> GOAL OF THE EXERCISE: In the article on US-India defense ties below, list every topic that Richard Verma's question asked whether the US could do more on.
___ DOCUMENT TEXT
Washington: The US is eager to help India become a world power which contributes to net security, a top American diplomat has said, indicating the President Donald Trump-led administration’s willingness to support New Delhi with ‘best-in-class’ defence capabilities.
US Deputy Secretary of State Stephen Biegun made the comments at the third India-US Leadership Summit organised virtually by the US India Strategic and Partnership Forum (USISPF) on Monday.
Beigun said the partnership between the world’s oldest and largest democracies has gone from strength to strength in the last two decades and that he expects the same to continue.
“We’re very eager to help India become and remain a world-class power in contributing (to) net security rather than worrying about net security and how it affects their interests. And I think defence cooperation is a key avenue for this, the diplomat said, responding to a question from former US Ambassador to India Richard Verma on whether the US can do more on defense cooperation, export controls and technology transfer.
A net security provider tackles security concerns of its own by forming partnerships with countries which have common goals. The term was coined in the context of India’s role in the Indian Ocean as a security provider for rule-based activity.
Biegun said one of the countervailing trends was India’s appropriate desire to be self-sufficient in defence. And I get that. No country wants to be entirely dependent on other parties. Even in a partnership as close as the United States and India, there are times in which that can be tested by other events in the regions or in the country, he said.
______
___ DATA
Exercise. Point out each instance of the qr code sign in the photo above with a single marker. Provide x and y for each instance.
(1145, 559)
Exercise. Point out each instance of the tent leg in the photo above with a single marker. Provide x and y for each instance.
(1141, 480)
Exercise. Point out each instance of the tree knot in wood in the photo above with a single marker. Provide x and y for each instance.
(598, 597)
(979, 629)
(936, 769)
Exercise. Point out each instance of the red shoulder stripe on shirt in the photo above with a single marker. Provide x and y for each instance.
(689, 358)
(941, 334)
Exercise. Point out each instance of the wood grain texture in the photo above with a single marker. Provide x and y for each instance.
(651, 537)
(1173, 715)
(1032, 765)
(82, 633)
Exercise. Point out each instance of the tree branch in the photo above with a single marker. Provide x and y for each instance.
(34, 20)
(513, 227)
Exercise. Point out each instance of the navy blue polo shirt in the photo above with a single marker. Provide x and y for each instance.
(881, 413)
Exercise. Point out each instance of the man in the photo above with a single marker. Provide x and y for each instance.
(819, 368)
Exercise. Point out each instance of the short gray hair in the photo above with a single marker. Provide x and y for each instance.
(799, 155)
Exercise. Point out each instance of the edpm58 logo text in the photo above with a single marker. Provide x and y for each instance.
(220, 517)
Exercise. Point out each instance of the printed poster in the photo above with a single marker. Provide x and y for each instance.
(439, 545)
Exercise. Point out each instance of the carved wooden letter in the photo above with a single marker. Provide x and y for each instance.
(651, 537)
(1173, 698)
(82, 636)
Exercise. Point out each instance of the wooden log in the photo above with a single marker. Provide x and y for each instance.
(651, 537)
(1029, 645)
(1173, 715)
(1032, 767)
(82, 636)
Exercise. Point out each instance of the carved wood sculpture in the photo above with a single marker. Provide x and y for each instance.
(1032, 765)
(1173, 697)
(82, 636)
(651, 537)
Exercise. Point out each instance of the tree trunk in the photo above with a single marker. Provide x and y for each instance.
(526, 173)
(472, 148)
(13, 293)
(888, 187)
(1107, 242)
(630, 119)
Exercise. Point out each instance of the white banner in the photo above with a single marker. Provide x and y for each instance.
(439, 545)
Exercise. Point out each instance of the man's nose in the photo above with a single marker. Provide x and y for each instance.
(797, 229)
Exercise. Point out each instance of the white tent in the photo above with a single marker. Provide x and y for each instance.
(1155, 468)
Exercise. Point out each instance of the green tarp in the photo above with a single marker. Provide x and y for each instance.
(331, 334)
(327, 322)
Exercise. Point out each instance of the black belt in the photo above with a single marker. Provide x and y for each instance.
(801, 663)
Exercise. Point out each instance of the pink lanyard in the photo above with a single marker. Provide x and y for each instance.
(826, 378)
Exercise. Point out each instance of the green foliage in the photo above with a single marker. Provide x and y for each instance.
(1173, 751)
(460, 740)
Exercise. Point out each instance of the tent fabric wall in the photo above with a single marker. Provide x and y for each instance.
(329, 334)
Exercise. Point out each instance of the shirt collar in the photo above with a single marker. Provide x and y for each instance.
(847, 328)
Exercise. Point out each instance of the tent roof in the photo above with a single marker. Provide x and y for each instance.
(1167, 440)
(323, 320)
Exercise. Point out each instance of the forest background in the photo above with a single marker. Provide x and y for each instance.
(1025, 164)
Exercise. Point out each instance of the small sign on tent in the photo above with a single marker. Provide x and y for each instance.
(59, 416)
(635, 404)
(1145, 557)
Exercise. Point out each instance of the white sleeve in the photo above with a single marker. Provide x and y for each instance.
______
> RESPONSE TO THE TASK: defense cooperation; export controls; technology transfer